▸ **Task to carry out**: Extract the exact wording from the passage on David Rockefeller, starting at "Just as David" and ending at "in the mainstream.".

▸ **Text segment**:
***
Just as David Rockefeller used his resources to advance the idea of global interdependence, he also championed public-private partnerships, well before this concept loomed large in philanthropy. He created the Partnership for New York City in 1979 at a time when the city was battered and in need of new kinds of collaborative efforts to solve big problems—like how to rebuild burned-out neighborhoods in the Bronx. Rockefeller wanted to engage business in such work, along with government and philanthropy. During the 1980s, an era remembered for its greed, he was an early proponent of corporate social responsibility. That idea, too, is now firmly embedded in the mainstream.

New York City was among Rockefeller’s great causes. One of his most formative experiences as a young man was serving for a year as an aide to Mayor Fiorello La Guardia, after he received his Ph.D. in economics from the University of Chicago. This experience would later inspire the creation of the David Rockefeller Fellows Program at Partnership for New York City in 1988, which is still going strong today and “prepares senior corporate executives for more active leadership in civic and public affairs” through a 12-month program.

Last week, former Mayor Michael Bloomberg said in a statement: “No individual has contributed more to the commercial and civic life of New York City over a longer period of time than David Rockefeller.”
***
▸ **Listed records**:
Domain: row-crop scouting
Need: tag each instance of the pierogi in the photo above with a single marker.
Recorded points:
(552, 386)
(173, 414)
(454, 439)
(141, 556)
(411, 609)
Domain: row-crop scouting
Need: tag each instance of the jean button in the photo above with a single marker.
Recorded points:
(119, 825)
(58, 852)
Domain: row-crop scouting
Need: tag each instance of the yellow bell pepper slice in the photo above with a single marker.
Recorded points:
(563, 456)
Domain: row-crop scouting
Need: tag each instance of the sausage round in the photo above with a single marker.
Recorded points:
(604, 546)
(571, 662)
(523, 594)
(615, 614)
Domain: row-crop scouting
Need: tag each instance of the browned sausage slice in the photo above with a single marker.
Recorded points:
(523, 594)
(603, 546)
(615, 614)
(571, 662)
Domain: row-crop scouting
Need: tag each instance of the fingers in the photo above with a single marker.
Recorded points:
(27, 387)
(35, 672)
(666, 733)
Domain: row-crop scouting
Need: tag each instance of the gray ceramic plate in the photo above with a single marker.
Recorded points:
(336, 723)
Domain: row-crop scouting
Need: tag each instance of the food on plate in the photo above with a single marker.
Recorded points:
***
▸ **Solution for this exercise**:
Just as David Rockefeller used his resources to advance the idea of global interdependence, he also championed public-private partnerships, well before this concept loomed large in philanthropy. He created the Partnership for New York City in 1979 at a time when the city was battered and in need of new kinds of collaborative efforts to solve big problems—like how to rebuild burned-out neighborhoods in the Bronx. Rockefeller wanted to engage business in such work, along with government and philanthropy. During the 1980s, an era remembered for its greed, he was an early proponent of corporate social responsibility. That idea, too, is now firmly embedded in the mainstream.